[Task input]

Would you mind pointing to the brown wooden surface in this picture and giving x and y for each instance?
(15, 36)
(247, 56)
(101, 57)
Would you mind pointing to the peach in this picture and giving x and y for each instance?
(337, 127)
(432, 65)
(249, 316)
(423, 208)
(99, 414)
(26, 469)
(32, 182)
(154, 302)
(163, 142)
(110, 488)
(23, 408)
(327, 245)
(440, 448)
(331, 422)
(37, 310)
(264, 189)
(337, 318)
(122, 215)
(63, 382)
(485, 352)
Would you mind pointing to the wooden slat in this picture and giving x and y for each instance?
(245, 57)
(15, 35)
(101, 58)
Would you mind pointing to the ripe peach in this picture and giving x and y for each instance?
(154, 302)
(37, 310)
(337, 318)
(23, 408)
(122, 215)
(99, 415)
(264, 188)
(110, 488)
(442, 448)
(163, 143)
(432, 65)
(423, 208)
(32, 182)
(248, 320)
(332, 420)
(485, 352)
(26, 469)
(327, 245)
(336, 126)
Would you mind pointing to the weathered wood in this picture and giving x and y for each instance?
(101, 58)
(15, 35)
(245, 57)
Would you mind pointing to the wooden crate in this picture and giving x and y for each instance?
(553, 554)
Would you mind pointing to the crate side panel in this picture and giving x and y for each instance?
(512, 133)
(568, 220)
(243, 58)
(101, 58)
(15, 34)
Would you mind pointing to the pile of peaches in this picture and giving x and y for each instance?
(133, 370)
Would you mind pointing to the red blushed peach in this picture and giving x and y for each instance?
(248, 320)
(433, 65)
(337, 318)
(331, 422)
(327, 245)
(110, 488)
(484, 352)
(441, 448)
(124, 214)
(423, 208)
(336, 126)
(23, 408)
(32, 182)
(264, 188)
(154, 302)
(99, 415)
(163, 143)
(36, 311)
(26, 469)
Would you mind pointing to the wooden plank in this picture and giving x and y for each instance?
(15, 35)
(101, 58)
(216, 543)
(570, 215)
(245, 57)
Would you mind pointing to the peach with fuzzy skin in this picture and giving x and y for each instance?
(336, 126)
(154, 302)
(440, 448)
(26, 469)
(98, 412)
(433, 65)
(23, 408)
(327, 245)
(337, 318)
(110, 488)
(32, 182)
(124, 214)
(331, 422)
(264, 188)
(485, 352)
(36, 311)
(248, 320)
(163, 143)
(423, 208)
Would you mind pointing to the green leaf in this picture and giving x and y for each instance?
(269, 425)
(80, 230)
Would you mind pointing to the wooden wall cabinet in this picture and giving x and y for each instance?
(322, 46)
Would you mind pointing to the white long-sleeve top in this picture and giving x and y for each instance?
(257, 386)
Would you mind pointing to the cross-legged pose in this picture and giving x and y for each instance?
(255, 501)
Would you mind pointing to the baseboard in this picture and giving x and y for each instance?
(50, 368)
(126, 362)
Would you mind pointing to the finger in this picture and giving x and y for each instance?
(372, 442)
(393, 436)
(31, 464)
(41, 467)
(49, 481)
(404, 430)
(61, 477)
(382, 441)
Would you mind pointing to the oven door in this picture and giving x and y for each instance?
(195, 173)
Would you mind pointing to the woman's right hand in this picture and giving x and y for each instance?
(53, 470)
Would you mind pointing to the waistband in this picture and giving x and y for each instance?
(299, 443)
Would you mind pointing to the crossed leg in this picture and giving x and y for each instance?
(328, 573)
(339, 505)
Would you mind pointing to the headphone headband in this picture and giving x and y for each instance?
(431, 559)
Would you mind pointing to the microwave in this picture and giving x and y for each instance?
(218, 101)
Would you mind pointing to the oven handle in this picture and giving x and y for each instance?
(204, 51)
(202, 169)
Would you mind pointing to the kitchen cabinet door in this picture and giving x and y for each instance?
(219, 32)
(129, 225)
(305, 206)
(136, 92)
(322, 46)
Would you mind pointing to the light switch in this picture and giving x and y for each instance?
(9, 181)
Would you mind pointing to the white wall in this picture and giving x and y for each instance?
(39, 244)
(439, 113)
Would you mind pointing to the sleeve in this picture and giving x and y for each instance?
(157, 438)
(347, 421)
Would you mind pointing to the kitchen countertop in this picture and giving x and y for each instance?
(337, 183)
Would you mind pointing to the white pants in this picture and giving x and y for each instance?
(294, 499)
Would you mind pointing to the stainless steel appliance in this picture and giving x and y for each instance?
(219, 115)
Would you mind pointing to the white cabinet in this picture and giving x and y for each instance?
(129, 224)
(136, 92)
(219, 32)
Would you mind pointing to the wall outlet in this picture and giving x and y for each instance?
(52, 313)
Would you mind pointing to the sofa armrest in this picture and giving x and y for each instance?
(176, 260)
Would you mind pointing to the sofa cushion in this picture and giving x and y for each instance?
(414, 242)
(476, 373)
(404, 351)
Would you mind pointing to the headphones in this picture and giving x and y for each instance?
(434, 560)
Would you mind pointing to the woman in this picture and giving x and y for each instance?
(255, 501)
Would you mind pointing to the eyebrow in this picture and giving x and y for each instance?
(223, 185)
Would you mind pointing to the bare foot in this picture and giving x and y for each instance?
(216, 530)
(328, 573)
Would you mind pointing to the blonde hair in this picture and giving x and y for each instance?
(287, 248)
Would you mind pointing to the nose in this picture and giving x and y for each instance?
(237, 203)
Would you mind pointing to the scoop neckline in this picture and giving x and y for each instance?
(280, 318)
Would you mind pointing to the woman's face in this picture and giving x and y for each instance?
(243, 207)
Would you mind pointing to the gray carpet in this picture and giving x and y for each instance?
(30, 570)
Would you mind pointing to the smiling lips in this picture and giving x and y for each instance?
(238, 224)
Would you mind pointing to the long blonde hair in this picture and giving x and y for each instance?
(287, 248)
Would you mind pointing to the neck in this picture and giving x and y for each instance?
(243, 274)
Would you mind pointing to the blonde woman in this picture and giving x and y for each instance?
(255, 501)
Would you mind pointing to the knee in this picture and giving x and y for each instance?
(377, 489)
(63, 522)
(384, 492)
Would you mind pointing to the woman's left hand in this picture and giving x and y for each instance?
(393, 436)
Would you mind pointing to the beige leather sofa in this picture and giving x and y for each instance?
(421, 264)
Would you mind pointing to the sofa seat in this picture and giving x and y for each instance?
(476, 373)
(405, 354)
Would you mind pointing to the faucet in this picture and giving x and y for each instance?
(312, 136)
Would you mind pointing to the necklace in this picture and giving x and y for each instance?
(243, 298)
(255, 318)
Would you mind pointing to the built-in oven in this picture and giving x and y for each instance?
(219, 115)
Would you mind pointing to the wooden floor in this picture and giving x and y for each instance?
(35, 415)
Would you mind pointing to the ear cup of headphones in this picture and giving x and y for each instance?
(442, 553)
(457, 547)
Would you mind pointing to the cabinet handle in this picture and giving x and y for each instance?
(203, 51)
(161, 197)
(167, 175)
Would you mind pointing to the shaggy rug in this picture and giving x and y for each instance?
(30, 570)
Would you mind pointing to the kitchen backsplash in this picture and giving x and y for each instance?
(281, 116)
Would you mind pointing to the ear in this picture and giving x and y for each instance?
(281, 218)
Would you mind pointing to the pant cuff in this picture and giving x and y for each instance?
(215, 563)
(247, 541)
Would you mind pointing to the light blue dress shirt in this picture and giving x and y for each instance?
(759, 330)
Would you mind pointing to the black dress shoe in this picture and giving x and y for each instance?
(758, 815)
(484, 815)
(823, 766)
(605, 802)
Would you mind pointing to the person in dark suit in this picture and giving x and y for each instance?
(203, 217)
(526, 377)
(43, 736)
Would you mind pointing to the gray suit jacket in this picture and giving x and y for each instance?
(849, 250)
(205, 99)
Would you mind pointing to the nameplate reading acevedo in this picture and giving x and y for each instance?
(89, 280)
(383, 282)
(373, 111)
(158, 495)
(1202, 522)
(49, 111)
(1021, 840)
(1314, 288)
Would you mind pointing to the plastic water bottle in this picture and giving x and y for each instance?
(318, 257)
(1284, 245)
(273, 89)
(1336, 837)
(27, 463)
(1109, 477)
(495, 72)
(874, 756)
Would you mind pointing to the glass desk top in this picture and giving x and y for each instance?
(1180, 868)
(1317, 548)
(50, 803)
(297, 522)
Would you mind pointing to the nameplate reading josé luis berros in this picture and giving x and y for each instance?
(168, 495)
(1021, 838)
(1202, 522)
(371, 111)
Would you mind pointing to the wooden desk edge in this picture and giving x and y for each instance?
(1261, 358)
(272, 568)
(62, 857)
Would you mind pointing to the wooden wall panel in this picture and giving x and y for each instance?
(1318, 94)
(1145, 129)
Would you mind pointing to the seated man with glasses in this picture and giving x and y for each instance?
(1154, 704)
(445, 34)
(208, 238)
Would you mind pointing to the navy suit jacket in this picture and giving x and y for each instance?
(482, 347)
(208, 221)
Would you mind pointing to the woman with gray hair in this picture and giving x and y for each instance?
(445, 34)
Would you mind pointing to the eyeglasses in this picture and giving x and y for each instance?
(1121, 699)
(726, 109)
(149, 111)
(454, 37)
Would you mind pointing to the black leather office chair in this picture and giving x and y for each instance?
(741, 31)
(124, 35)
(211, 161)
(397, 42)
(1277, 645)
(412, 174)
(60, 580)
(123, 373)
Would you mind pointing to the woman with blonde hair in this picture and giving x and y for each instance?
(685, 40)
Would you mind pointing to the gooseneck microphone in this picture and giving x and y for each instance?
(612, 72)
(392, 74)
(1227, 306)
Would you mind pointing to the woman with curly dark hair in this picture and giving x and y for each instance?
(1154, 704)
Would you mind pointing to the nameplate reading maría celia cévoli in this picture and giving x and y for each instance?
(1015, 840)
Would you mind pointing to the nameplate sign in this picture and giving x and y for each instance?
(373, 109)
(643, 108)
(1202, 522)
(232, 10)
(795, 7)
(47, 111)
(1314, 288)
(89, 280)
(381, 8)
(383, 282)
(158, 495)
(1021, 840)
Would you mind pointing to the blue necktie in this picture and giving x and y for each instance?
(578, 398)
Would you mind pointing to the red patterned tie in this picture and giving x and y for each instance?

[Your task] Write out again, exactly, the lines from the one holding "Would you mind pointing to the gooseneck" through the end of the listing, with both ends included.

[Finished answer]
Would you mind pointing to the gooseneck microphone in this picture and giving x and y for each instance?
(612, 72)
(392, 74)
(1227, 306)
Would you mind pointing to the woman with curly dark hair in this picture and giving x and y for each instance?
(1154, 704)
Would you mind pointing to the nameplate reading maría celia cévoli in this picture and giving x and y for each instance?
(1015, 840)
Would you mind pointing to the nameplate sign in this picture and giving x and y for each instance?
(373, 109)
(643, 108)
(1202, 522)
(232, 10)
(795, 7)
(47, 111)
(1314, 288)
(89, 280)
(381, 8)
(383, 282)
(158, 495)
(1021, 840)
Would you mind pointing to the blue necktie in this picture and giving x and y for each instance?
(578, 398)
Would you mind pointing to the red patterned tie in this picture and giving x and y for each instance?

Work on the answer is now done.